#### [REQUIREMENTS]
1: Using the Matthew Arnold passage, answer these:
(a) Whom does the writer choose as the perfect exemplar of the "classical" attitude toward life?
(b) How does the writer define that attitude?
(c) In the quoted verse, what clashes by night?
2: Return the part of the Matthew Arnold passage that runs from "Nor certitude, nor" up to and including "clash by night.", copied exactly.

#### [SUPPLIED TEXT]
━━━━
All this is preliminary to the introduction of another Victorian poet; one who moved me deeply in my youth, and still holds my undimmed affection. I would choose Matthew Arnold as the perfect exemplar of the "classical" attitude toward life; that is, resignation, at once pathetic and heroic, to the pitiful fate of mankind on earth. Listen to him at his best:

Ah, love, let us be true

To one another! for the world, which seems
To lie before us like a land of dreams,

So various, so beautiful, so new,

Hath really neither joy, nor love, nor light,

Nor certitude, nor peace, nor help for pain;

And we are here as on a darkling plain

Swept with confused alarms of struggle and flight,
Where ignorant armies clash by night.
━━━━
#### [DATASET ROWS]
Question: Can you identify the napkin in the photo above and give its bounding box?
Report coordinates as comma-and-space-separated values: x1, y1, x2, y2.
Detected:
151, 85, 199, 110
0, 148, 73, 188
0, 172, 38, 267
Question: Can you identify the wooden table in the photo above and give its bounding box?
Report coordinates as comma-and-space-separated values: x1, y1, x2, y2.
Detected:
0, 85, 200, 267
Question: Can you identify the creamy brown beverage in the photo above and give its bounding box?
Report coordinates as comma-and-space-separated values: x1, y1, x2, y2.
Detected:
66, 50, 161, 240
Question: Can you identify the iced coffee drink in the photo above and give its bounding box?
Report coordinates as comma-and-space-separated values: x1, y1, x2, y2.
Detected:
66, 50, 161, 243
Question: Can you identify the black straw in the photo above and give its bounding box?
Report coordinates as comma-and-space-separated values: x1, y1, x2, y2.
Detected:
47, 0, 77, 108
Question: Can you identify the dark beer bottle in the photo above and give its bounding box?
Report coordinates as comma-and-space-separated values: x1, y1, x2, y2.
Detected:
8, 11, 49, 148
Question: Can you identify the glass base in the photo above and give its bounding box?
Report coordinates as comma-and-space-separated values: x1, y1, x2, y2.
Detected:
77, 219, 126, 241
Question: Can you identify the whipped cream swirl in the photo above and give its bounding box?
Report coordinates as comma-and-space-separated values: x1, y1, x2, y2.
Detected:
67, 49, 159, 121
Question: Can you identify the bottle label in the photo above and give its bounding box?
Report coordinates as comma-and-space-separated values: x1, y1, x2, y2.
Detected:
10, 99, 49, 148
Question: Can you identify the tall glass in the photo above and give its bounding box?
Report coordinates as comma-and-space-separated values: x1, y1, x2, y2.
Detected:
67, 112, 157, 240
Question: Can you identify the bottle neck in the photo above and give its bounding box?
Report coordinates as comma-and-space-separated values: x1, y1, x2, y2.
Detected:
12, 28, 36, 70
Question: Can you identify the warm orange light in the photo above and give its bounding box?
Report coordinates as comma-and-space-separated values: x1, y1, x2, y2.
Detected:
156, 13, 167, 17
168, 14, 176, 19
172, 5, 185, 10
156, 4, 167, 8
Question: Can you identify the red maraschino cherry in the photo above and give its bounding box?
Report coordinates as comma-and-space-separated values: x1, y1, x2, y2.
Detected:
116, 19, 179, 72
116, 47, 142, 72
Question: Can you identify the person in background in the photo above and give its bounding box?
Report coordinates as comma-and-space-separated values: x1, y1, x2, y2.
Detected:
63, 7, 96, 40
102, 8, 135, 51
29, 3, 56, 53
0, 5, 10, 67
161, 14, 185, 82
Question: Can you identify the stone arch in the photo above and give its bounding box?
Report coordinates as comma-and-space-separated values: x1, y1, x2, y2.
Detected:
━━━━
#### [ANSWERS IN ORDER]
1:
(a) Matthew Arnold.
(b) As resignation, at once pathetic and heroic, to the pitiful fate of mankind on earth.
(c) Ignorant armies.

2:
Nor certitude, nor peace, nor help for pain;

And we are here as on a darkling plain

Swept with confused alarms of struggle and flight,
Where ignorant armies clash by night.